◆ **PAGE EXTRACT**:

━━━

# Help with Diagnosing holy yellow Echinodorus bleheri



## slasley (Oct 19, 2011)

Hello,
I'm very new to planted aquariums so I'm running a low tech setup, and trying to learn as I go.

Tank: 20g
Water: ~7 ph (half RO half tap)
Temp: 82F
Lighting 1 24w T5 10000k
1 24w T5 6700k
25% water changes weekly.
Fish: pair german blue rams, 9 tetras, gold nugget pleco, one pair of apistogramma cacs.

my Amazonian swords have just started rapidly going down hill. I pulled one and moved it to another tank and it's root growth has tripled since I bought it 4 weeks ago but the leaves are starting to get holes and turn slightly yellowish. I purchased them from aquariumplants.com and they were immaculate when I got them. The substrate is plain old playsand which from what I've read may not be giving the plants enough nutrients since they rely heavily on nutrients from substrate. Do you think some seachem flourish tabs would be enough to bring these guys back?



Uploaded with ImageShack.us

Thank you!
Stone


----------



## cdSan (Nov 17, 2011)

Those will help along with some potassium and iron.


----------



## Klaus07 (Sep 18, 2011)

Without actually seeing your plant it is hard to comment except to generalize and guess. Most swords as well as plants bought from stores or online vendors that arent true obligate aquatics are grown out of water. It is easier to grow them that way, they ship better and require less space and care. That being said, when you put them into a submersed environment, the old emeresed growth slowly dies and is replaced by new nice green growth. Submersed swordplant leaves are very different from emeresed leaves. They are less rigid as they are thinner and are forced to do a more effective job of capturing sunlight. It is normal to see swordplants behave in this way. To grow them effectively, you should put them in a soil environment and feed them with a well balanced fertilizer at the roots, eg slow release osmocote. As long as your plant is putting out new healthy growth I would just trim the unsightly yellow leaves away. It may be a good idea also to put the entire mess in a pot, otherwise the roots will take over the entire tank (over time), and it will be hard to move without destroying your substrate. By potting the amazon sword you effectively contain the soil and the roots at the same time. 

Klaus


----------

━━━

◆ **DATASET CONTENT**:
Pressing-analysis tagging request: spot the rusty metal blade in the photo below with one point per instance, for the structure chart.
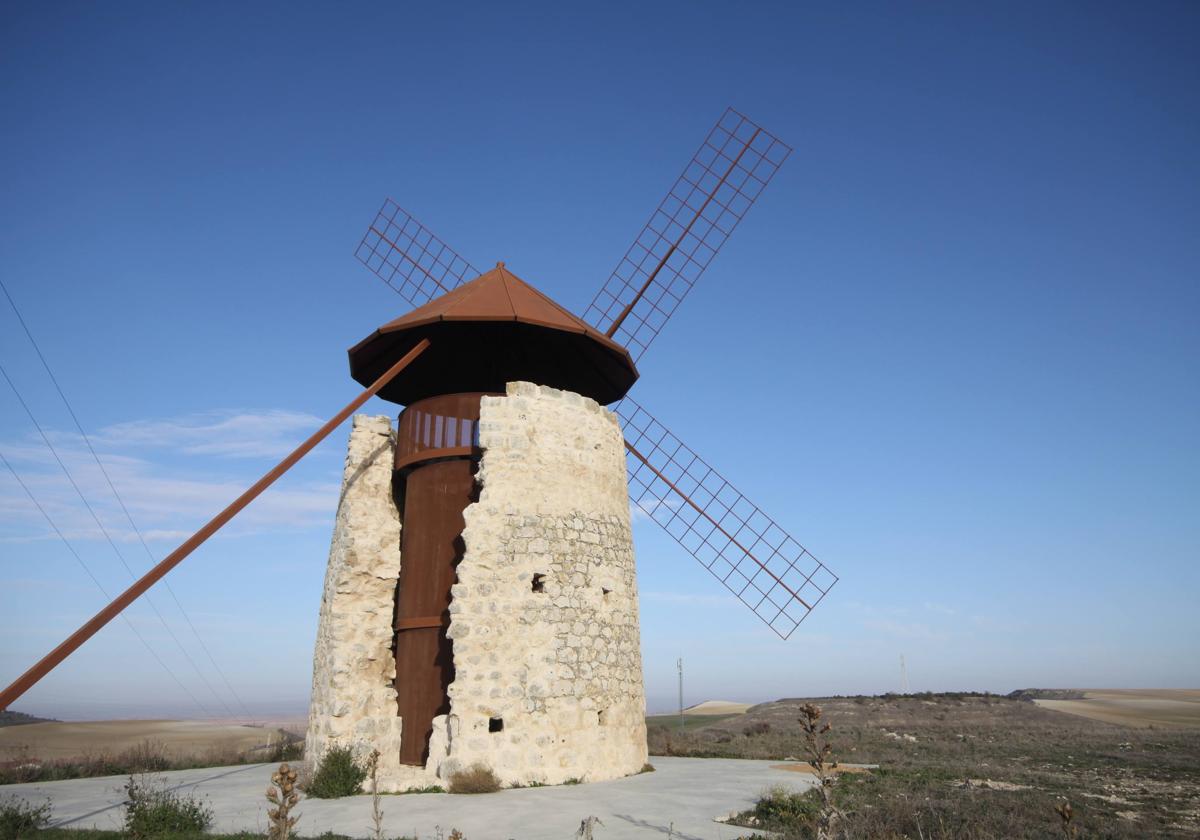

━━━

◆ **WHAT TO WORK ON**:
A: List every kind of fish that the sword plant thread gives as living in the 20g tank, with the number or pairing stated for each.
B: Write out the sword plant thread from "## slasley (Oct" up to and including "of apistogramma cacs.".
The material above comes from a different source than the sword plant thread.

◆ **ANSWERS FOR EACH ITEM**:
A:
- A pair of German blue rams
- 9 tetras
- A gold nugget pleco
- One pair of Apistogramma cacs

B:
## slasley (Oct 19, 2011)

Hello,
I'm very new to planted aquariums so I'm running a low tech setup, and trying to learn as I go.

Tank: 20g
Water: ~7 ph (half RO half tap)
Temp: 82F
Lighting 1 24w T5 10000k
1 24w T5 6700k
25% water changes weekly.
Fish: pair german blue rams, 9 tetras, gold nugget pleco, one pair of apistogramma cacs.